§ **Problem to work on**
Your task is to transcribe the entries below exactly, beginning with the line containing "Give the picture" and ending with the final line, and to add nothing else.

Start of Data records

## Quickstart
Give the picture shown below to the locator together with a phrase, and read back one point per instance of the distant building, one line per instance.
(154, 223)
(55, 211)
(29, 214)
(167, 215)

End of Data records

§ **Answer box**
Give the picture shown below to the locator together with a phrase, and read back one point per instance of the distant building, one line per instance.
(154, 223)
(55, 211)
(29, 214)
(167, 215)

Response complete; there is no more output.